→ Given request A
Give back the records starting at the line that contains "Target: white parking line" and ending at the end of the records, with every "pin" changed to "marker" and nothing else altered.

→ Source excerpt
That’s because the company molds to satisfy customer orders for just-in-time programs. It uses more than 40 different resins, plus regrind, in widely varying part runs, and performs an average of seven mold changes a day on its 43 molding machines. The company’s BPCS MRP-II computer system virtually runs molding, scheduling machine times and setups, and backflushing resin through the molding operation, relieving inventory.
Sensus, a growing member of the multinational BTR Group, is a manufacturer of high-precision water measurement systems and equipment for the utility industry. The company traces its roots back more than 135 years. It manufactures automatic meter reading systems, meters, and accessories -- products that support measurement, control, and data collection. Its products are guaranteed to deliver flawless service and value, year after year. Captive injection molding of precision gears and larger internal components is but one part of the vertically integrated Sensus operations in Pennsylvania. It has, for example, a bronze foundry onsite at its 255,000-sq-ft facility. With 500 employees to care for, worker safety is more than merely a set of procedures for doing business.
But Sensus is business minded, especially when it comes to capital investment. Two years ago, two consultants were brought in to evaluate whether or not Sensus should even be in the molding business. It has molded its own parts since 1964. Richard Burkovich, senior supervisor of the molding area and the man in charge of mold development, has been there right from the beginning. Both consultants agreed that the company would be better off keeping molding inhouse. Both were that impressed with its high-quality yield. With Burkovich and Rick Zozula, manufacturing engineer at Sensus, Fafalios had already attended NPE ‘94 to look for a vendor of a special kind of system, one that would allow the company to transfer materials into containers that could be brought to its machines. “We can’t have 40+ silos,” Fafalios jokes. Sensus had three key requirements for selecting a vendor:
• The vendor had to be able to supply stainless steel units. That’s because Sensus
often molds parts in abrasive glass- and carbon-filled grades of materials like PS,
acetal, SAN, and PC. Its parts have to be durable enough to operate under 300 psi
of water pressure and to maintain accuracy for the life of the 10- to 20-year
warranties that the company has established for its products.

→ Records for the exercise
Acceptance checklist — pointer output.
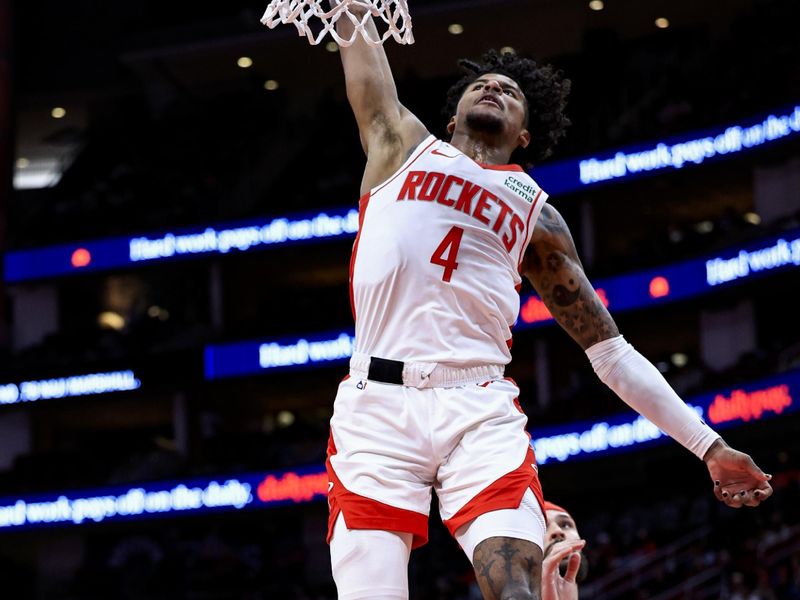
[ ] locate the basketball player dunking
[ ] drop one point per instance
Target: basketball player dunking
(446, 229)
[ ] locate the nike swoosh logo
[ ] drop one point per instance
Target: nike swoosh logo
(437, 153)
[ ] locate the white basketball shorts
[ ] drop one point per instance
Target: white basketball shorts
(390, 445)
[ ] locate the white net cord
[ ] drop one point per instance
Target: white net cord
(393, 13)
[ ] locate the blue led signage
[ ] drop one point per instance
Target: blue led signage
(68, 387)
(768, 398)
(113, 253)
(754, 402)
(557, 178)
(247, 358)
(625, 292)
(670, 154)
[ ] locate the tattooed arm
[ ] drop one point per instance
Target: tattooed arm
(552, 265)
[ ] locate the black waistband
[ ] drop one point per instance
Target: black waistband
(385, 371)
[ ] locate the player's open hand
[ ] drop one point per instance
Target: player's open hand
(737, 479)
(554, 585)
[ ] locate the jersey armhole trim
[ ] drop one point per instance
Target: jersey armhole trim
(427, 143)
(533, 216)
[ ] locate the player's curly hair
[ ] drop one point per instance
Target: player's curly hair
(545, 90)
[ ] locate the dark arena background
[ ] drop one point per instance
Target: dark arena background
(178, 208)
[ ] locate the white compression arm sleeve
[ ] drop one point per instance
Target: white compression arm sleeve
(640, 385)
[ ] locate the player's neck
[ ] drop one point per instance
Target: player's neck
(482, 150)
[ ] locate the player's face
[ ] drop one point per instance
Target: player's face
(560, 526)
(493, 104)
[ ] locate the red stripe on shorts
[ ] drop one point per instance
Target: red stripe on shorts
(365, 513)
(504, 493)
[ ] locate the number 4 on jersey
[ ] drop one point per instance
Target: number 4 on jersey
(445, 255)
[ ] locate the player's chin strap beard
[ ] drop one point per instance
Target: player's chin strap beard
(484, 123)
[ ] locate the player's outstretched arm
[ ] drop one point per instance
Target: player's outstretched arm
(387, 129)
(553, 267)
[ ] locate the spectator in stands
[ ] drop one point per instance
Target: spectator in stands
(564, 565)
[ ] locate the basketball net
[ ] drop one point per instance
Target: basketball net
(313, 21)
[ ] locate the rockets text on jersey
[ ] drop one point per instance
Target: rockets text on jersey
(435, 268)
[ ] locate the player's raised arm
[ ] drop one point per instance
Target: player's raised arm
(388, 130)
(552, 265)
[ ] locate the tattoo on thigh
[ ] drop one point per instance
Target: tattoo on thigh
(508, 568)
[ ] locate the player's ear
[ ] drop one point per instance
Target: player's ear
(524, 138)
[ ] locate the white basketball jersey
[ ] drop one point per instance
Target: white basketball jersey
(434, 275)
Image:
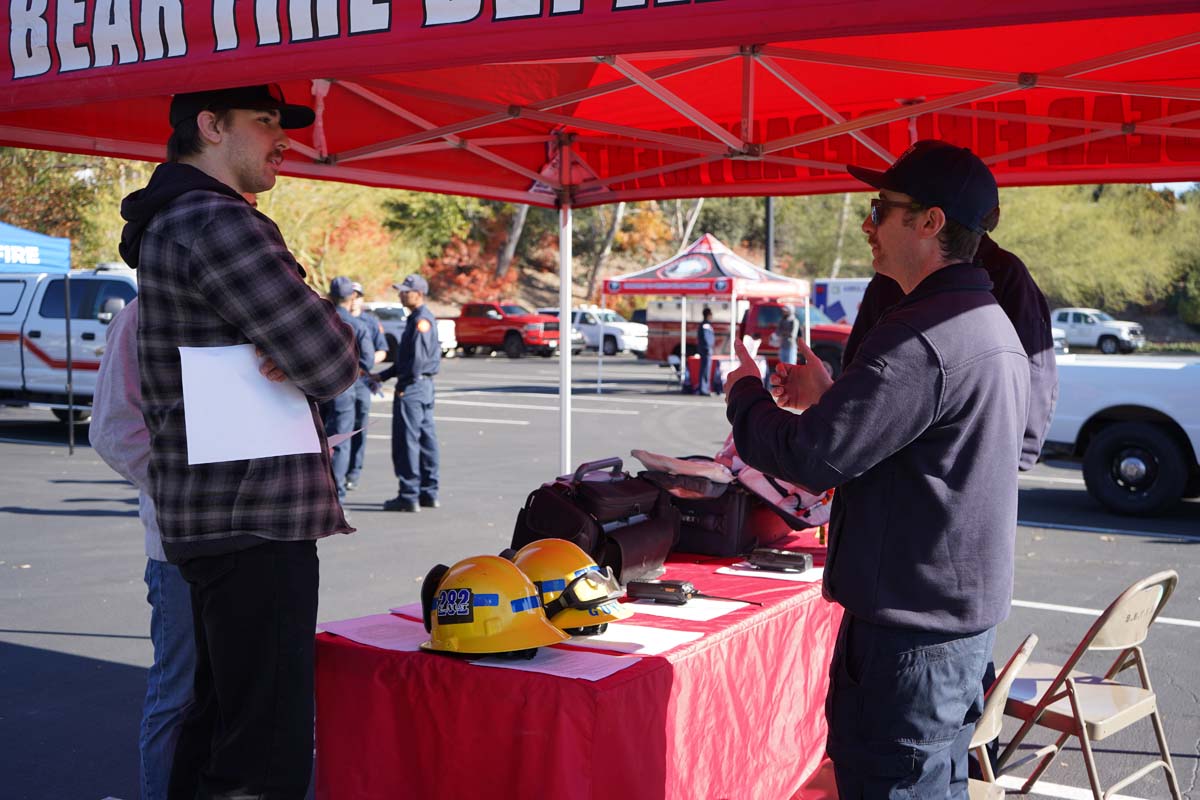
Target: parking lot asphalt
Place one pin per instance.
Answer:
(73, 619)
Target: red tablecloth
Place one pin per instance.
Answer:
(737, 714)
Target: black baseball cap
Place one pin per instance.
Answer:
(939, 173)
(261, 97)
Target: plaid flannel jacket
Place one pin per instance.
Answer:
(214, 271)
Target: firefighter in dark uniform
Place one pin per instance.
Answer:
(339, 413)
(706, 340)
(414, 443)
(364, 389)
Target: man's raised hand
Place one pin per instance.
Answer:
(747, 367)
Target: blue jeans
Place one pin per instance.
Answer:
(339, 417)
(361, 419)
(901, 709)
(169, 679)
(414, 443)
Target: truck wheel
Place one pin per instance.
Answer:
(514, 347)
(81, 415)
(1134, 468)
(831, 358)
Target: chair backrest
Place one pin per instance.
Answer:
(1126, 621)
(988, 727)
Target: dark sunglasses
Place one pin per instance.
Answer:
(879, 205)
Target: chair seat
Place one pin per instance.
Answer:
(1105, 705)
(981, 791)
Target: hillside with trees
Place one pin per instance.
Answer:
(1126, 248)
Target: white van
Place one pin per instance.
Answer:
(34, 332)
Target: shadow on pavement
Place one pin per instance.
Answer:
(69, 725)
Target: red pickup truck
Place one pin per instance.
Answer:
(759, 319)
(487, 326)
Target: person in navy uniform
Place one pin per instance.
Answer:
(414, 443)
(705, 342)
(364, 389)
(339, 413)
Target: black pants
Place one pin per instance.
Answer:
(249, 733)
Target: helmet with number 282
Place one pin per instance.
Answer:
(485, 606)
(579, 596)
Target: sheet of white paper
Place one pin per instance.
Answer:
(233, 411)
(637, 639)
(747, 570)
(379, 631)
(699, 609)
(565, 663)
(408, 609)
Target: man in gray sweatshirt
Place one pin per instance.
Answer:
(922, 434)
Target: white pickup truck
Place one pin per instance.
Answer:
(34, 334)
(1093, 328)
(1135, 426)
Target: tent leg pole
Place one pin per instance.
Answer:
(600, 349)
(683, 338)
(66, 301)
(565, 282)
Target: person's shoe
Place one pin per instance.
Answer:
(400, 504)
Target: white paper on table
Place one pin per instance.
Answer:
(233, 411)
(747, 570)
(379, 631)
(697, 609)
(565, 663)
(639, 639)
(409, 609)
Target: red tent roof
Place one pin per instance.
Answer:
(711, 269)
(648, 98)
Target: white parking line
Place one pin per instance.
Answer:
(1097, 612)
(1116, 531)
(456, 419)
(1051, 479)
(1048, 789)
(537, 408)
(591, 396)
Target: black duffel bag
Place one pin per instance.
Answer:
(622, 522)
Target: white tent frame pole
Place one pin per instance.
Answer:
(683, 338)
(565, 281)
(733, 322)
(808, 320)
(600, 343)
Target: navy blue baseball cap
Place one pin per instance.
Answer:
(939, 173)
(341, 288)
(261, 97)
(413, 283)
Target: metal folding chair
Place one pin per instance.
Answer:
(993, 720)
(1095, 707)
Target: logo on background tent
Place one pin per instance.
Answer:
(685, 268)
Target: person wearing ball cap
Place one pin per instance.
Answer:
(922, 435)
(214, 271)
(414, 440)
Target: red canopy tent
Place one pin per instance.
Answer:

→ Given request B
According to the excerpt on Sensus, how many molding machines does the company run?

→ Task answer A
Target: white parking line
Place one marker per instance.
Answer:
(1097, 612)
(1116, 531)
(456, 419)
(1051, 479)
(1048, 789)
(537, 408)
(591, 396)
Target: black duffel bag
Place one marker per instance.
Answer:
(622, 522)
Target: white tent frame pole
Place one marker per instance.
Answer:
(683, 338)
(565, 281)
(733, 322)
(808, 320)
(600, 343)
Target: navy blue baseball cap
Place one marker per instance.
Answer:
(939, 173)
(341, 288)
(261, 97)
(413, 283)
Target: metal folding chair
Place one marker per instance.
Answer:
(993, 720)
(1095, 707)
Target: logo on background tent
Place one marker per instance.
Answer:
(685, 268)
Target: person wearing ball cap
Place one marker per instance.
Answer:
(922, 435)
(214, 271)
(414, 440)
Target: red canopy tent
Place one marker per instance.
Answer:

→ Task answer B
43